Christopher Chen

Christopher Chen challenges our relationship to truth and accuracy, spectatorship and performance, repeatedly disrupting our expectations of drama and form.

San Francisco-born playwright Christopher Chen is the author of more than a dozen formally innovative and politically provocative plays, including, most recently, The Headlands (2020) and Passage (2019). The Headlands, a neo-noir set in the Bay Area, engages vast themes—class and race, death and desire—with a structure that might best be described as musical. Images and scenes repeat once, twice, even three times. Each recurrence, like a succession of notes, expands our sense not just of Chen’s characters and plot but of the possibilities of theater itself. In Passage, inspired by E. M. Forster’s 1924 novel A Passage to India, Chen interrogates contemporary intercultural exchanges and socio-political systems to dark and comic effect, elegantly generating a meta-investigation into performance and spectatorship. Chen’s work continuously implicates audiences in questions about art, history, identity, and experience; as a character in Caught (2016) contends, “People immerse themselves in other cultures because they are searching for something within themselves, taking parts of the culture that fill a need, leaving the rest behind.” Chen’s hallmark as a playwright is his refusal to let us leave anything behind. The recipient of a United States Artists USA Fellowship (2021), a Steinberg Playwright Award (2020), and an Obie Award for Playwriting (2017), among many other honors, Chen holds a BA from the University of California, Berkeley, and an MFA in playwriting from San Francisco State University. He lives in California.

DATA PROVIDED>
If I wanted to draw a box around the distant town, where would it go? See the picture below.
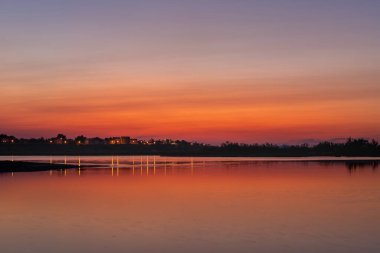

SHORT PROBLEM>
Quote from "Christopher Chen challenges" to "drama and form." in the Christopher Chen text, exactly as it appears.

ANSWER TO THIS PROBLEM>
Christopher Chen challenges our relationship to truth and accuracy, spectatorship and performance, repeatedly disrupting our expectations of drama and form.